━━ Text section

Best way to back up your boot drive?

Just for the sake of argument, let’s say you had your boot drive on Raid 1, on NVRaid. And also for the sake of argument, let’s say that a BIOS flash totally wiped your NVRaid settings and you don’t really know how or if they can be restored. And finally, let’s say that this whole experience has turned you off to Raid 1, especially crappy underdocumented motherboard Raid 1 that is waaaaay too much fucking work to install from CD/DVD, not to mention totally undocumented on NVidia’s own site.

But you still want a way to have a second drive in your computer that is a total copy of your main C: drive. Ideally it is a BOOTABLE copy, so if the C: drive bites it, you can just swap in the backup and be good to go. Especial huge bonuses if it is incrementally updatable so you don’t have to re-image it every week or something.

What are the options? Can you image it once to get the boot block etc. all set up, and then just use an ordinary backup tool after that? Anyone else do this kind of thing? Or is it not worth it and is it best to just resign yourself to the whole thing needing a from-scratch rebuild?

Just as a note of commiseration, one might say (for the sake of argument) that a person might end up re-installing windows and starting from scratch because incorrectly diagnosed memory errors caused that person to think there was a problem with his NVRaid. Of course, one might argue that said person should’ve noticed the lockups and read fails and failed scandisks and unsuccessful Raid rebuilds as memory errors, but by then the raid seemed pretty messed up. One might say…

External drive cages can offer solutions for this, and some are even hot-swappable. eSATA is becoming a nice solution compared to internal and external SCSI RAID setups that were among your only resiliant options until fairly recently.

ciparis, I don’t understand. Are you saying, put the C: drive on an external SATA cage?

That’s nice but not really what I want. I don’t want an external cage, my chassis can fit four SATA drives just fine. I just want a way to have one of the internal drives be a bootable C: drive, and have another of the internal drives be a bootable ghost of the bootable C: drive. (OK if it’s only backed up every week or so.) So if the C: drive suddenly dies, I can swap boot order and be back in business in seconds.

━━━━
━━ Material shown

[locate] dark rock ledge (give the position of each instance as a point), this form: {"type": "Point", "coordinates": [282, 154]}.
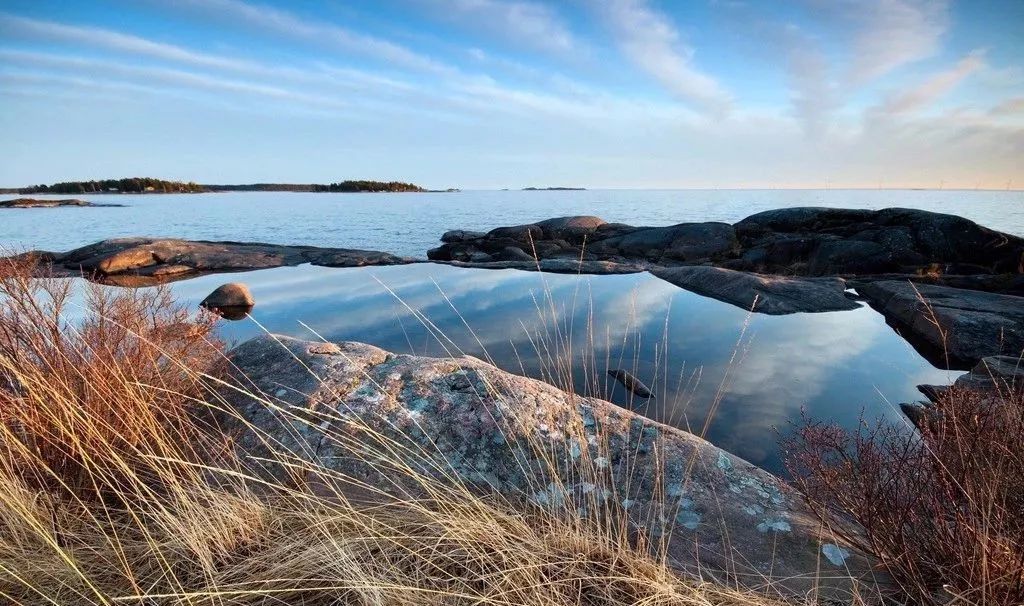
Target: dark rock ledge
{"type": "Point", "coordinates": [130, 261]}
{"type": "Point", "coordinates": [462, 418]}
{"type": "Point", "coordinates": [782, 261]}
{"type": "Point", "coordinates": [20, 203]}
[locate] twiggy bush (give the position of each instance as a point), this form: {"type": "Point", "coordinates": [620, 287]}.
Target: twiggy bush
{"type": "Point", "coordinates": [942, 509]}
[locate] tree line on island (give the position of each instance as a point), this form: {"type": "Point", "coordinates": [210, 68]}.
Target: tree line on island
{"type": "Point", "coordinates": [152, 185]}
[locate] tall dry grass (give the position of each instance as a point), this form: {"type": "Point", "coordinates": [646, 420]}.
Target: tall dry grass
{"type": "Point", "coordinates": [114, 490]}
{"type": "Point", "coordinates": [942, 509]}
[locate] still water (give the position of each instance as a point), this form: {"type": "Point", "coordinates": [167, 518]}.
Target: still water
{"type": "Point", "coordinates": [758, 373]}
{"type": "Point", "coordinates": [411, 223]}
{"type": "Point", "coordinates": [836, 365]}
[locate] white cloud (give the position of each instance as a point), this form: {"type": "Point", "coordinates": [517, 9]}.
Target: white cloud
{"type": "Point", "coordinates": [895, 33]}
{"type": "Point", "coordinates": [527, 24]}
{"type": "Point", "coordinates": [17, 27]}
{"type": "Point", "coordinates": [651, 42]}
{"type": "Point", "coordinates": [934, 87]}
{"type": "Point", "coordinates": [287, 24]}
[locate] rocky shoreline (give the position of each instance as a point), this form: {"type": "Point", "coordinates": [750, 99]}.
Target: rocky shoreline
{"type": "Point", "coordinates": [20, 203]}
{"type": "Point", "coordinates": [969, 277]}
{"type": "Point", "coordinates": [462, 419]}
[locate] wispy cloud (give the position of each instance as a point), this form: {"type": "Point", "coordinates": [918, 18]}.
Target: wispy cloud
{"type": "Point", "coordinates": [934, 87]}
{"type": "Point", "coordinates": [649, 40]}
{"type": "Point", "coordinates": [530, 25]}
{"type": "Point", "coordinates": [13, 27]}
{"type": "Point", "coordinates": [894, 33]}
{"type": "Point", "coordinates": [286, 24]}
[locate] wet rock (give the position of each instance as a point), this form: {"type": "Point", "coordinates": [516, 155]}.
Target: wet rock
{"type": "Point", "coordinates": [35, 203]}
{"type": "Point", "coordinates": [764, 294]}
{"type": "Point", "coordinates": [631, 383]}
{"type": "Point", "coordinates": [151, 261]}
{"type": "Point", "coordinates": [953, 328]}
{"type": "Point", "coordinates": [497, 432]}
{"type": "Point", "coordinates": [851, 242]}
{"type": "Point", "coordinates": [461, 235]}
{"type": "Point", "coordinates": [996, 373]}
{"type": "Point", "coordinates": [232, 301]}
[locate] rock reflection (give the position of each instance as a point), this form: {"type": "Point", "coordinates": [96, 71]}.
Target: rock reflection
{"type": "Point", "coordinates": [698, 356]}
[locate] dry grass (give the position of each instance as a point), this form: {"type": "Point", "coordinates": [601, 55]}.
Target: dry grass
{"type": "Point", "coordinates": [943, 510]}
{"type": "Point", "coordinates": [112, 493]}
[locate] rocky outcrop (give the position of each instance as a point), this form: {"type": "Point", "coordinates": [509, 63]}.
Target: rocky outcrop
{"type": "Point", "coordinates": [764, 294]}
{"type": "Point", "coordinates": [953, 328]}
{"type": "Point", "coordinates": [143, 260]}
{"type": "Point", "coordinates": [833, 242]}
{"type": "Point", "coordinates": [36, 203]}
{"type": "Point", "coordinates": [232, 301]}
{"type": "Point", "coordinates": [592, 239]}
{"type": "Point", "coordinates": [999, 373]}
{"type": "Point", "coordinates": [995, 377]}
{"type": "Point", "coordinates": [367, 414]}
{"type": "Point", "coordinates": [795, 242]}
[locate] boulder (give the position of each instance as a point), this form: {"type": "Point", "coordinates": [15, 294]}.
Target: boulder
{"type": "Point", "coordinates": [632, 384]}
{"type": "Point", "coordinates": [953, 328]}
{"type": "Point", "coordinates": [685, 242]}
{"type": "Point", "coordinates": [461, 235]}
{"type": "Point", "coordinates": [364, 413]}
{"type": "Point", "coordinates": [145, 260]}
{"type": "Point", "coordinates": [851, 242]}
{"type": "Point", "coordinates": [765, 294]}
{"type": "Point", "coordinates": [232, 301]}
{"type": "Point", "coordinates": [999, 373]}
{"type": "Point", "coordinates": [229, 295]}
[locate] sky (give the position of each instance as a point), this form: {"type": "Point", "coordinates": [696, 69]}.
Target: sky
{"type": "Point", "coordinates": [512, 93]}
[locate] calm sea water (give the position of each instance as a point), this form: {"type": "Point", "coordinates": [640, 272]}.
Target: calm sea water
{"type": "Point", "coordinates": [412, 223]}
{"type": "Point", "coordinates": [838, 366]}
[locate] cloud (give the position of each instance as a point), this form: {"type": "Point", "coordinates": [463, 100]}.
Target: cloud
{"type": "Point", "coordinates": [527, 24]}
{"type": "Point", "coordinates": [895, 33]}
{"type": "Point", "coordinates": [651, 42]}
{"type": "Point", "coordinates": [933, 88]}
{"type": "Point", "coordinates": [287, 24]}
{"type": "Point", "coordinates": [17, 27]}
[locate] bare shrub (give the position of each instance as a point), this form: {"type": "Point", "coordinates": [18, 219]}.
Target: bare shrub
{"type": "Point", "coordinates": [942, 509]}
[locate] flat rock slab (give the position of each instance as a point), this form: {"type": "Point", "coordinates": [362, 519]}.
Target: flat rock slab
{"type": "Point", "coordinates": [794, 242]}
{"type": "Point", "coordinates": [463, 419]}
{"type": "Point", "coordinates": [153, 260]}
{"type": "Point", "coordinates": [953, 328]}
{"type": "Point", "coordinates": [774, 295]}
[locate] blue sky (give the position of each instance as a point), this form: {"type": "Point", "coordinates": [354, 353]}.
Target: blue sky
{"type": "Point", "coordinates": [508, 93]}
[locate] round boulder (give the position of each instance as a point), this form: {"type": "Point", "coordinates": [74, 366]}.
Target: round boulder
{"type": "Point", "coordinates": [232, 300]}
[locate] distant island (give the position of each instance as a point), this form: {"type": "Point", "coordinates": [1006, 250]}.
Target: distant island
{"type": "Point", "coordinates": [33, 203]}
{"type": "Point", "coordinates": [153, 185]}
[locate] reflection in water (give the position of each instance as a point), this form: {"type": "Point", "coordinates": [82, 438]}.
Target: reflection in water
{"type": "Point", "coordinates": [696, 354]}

━━━━

▶ Task directions:
Quote the boot-drive thread word for word, starting with "Just as a note" and ending after "external SATA cage?". The lines have nothing to do with the boot-drive thread.

▶ Task response:
Just as a note of commiseration, one might say (for the sake of argument) that a person might end up re-installing windows and starting from scratch because incorrectly diagnosed memory errors caused that person to think there was a problem with his NVRaid. Of course, one might argue that said person should’ve noticed the lockups and read fails and failed scandisks and unsuccessful Raid rebuilds as memory errors, but by then the raid seemed pretty messed up. One might say…

External drive cages can offer solutions for this, and some are even hot-swappable. eSATA is becoming a nice solution compared to internal and external SCSI RAID setups that were among your only resiliant options until fairly recently.

ciparis, I don’t understand. Are you saying, put the C: drive on an external SATA cage?